_Aufgaben_:
1. Beantworten Sie zum Text über Hochsprachen die folgenden Fragen.
(a) Welches Datum trägt der Text?
(b) Welche Sprachen haben sich laut Text weitgehend durchgesetzt?
(c) In welcher Stadt fand der Erfahrungsaustausch der Kommunen statt?
2. Schreiben Sie einen Abschnitt der Datensätze wortgetreu ab. Beginnen Sie mit der Zeile, die „Mark the region of each instance of the countertop“ enthält, und hören Sie mit dem Ende der Datensätze auf.

_Vorliegender Text_:
Hochsprache als Gesamtlösung oder effizientes Hilfsmittel:

Zwei Philosophien bestimmen die Tool-Szene

23.08.1985

Sprachen der vierten Generation zur effizienteren Programmentwicklung haben sich inzwischen weitgehend durchgesetzt. Mit der Akzeptanz von Hochsprachen wächst bei den Anwendern auch die Bereitschaft. sich mit den unterschiedlichen Grundphilosophien auseinanderzusetzen, die den einzelnen Softwareprodukten zugrunde liegen. Abhängigkeit vom Hersteller, Wartungsprobleme und hohe Folgekosten waren Themen bei einem Erfahrungsaustausch der Kommunen in Stuttgart.

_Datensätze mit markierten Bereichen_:
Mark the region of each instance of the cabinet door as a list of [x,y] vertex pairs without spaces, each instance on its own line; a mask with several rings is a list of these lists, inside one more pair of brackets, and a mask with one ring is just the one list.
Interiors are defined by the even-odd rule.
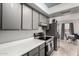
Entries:
[[39,13],[33,10],[33,29],[38,29]]
[[23,5],[23,29],[32,29],[32,9]]
[[21,29],[21,5],[3,3],[2,6],[2,29]]

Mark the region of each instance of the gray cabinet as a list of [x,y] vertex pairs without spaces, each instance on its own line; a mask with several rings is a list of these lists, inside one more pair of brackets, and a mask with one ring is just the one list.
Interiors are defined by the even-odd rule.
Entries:
[[39,13],[33,10],[33,29],[38,29]]
[[3,3],[2,10],[2,29],[21,29],[21,5]]
[[37,48],[34,48],[33,50],[31,50],[31,51],[29,52],[29,56],[34,56],[34,55],[36,55],[36,54],[38,54],[38,47],[37,47]]
[[32,29],[32,9],[23,5],[22,29]]

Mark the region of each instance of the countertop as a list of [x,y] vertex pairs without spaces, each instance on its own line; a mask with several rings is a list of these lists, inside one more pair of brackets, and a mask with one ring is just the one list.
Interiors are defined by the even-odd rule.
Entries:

_Lösungen in Reihenfolge_:
1.
(a) Der Text trägt das Datum 23.08.1985.
(b) Die Sprachen der vierten Generation zur effizienteren Programmentwicklung haben sich weitgehend durchgesetzt.
(c) Der Erfahrungsaustausch fand in Stuttgart statt.

2.
Mark the region of each instance of the countertop as a list of [x,y] vertex pairs without spaces, each instance on its own line; a mask with several rings is a list of these lists, inside one more pair of brackets, and a mask with one ring is just the one list.
Interiors are defined by the even-odd rule.
Entries:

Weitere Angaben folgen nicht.